**Direction**
In the passage on television portrayals of women, what kind of business does Ellen own?

**Provided passage**
* BEGIN *

Men regarded it as their responsibility to protect and provide and care for their families.

That was the world that I was born into, and it wasn't all that long ago. We've come a long way, baby. Our ideas about what it means to be a woman have come a long way.

By the late 1960s, the image of June Cleaver being happy at home in her role as wife and mother were gone by the wayside, replaced by the 1970s Mary Tyler Moore image of a pretty, single woman in her 30s pursuing a career at a television station. The show was lauded as a breakthrough because it had the first, independent, attractive career woman as the center.

It discreetly implied that Mary was single. She was on the pill. She was also sexually active, but the focus of the show was on her career, not on her association with men. She truly was on her own, without a recurring father or husband or boyfriend or anyone looking out for her. Every episode, the theme song proudly alluded to her autonomy. “You're gonna make it after all.” Okay? A lot of you women remember that. You remember that. You're shaking your heads.

In the 1980s, we're introduced to Murphy Brown, an investigative journalist and news anchor for FYI, a fictional TV news magazine. In contrast to the gentle sweetness of Mary Tyler Moore, this character, Murphy Brown, has a loud mouth, is rash, driven, self-assured, self-absorbed, and highly opinionated. She is a divorcee and a proud atheist, and during the course of the series, Murphy becomes pregnant but chooses not to marry her baby's father. A man would cramp her style. She has the child none-the-less and leaves the baby in the care of a revolving door of nannies so she can pursue her career. The child is merely a side in the plot that revolves around Murphy's self-actualization in the workplace.

In the mid-90s, enter Ellen, a woman who doesn't work for someone else but who independently owns her own business, a bookstore. Ellen lives with a man, but the relationship is platonic. He's just her roommate. She's not sexually attracted to him, and gradually, we discover that Ellen isn't attracted to men at all. She's a lesbian, a woman-identified woman. She has the right to define her own sexuality and her own morality, and no one has the right to judge her for it. She's out, and she's in charge, as are virtually all the women portrayed in the media in the past decade. From children's cartoons to television series to movies, women are portrayed as having an in charge, don't need a guy, I'm powerful, traditional marriage and family and morals are outdated, I have the right to rule, how dare you tell me what to do, mentality.

* END *

Stored data entries
* BEGIN *

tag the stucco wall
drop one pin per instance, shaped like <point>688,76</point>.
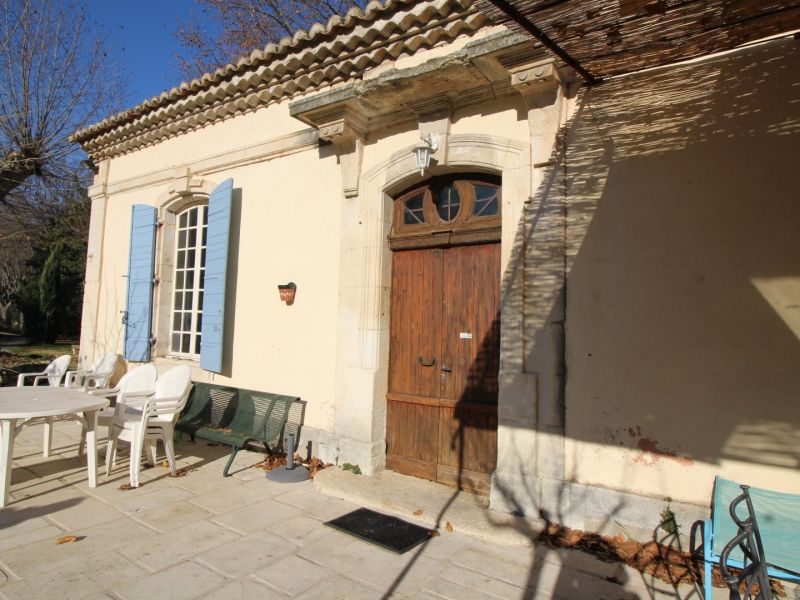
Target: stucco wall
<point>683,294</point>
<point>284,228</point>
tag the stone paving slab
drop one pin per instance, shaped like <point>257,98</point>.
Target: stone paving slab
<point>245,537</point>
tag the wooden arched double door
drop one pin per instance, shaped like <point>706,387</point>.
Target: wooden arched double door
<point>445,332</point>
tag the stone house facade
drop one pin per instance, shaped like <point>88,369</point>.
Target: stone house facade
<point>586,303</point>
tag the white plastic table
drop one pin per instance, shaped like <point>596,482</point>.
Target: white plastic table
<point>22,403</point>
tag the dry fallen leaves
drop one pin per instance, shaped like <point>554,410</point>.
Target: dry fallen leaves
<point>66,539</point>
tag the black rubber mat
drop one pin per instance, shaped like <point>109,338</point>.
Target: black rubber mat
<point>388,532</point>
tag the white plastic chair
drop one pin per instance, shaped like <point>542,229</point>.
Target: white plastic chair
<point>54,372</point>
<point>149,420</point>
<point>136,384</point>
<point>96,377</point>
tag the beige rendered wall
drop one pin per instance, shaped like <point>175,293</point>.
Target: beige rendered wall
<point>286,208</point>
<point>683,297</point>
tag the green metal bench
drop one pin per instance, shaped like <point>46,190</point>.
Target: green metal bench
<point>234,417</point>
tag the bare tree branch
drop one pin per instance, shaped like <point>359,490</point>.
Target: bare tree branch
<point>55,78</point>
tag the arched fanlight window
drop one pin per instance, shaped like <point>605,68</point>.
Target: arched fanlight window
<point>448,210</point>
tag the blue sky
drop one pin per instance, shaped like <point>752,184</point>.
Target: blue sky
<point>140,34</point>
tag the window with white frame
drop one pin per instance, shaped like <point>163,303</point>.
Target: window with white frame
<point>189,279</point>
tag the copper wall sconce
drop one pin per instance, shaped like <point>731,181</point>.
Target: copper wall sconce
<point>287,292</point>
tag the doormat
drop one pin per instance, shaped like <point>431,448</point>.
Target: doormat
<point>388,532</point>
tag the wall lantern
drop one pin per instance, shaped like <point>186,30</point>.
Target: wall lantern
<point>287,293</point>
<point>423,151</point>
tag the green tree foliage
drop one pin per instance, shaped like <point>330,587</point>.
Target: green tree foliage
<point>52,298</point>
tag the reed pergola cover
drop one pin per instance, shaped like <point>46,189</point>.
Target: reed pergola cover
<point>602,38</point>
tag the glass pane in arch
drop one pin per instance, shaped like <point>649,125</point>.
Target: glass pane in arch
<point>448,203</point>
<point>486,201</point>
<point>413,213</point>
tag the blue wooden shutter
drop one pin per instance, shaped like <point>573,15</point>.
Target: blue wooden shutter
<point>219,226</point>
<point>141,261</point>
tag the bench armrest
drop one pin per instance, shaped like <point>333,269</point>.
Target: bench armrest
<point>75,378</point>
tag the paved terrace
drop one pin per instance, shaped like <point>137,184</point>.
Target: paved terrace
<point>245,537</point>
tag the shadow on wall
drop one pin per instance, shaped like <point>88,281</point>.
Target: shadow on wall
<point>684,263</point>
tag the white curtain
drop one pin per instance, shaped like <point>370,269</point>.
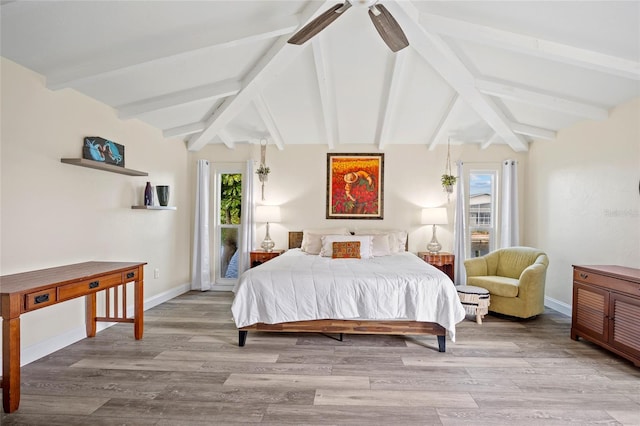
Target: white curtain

* END *

**Finished task**
A bookstore.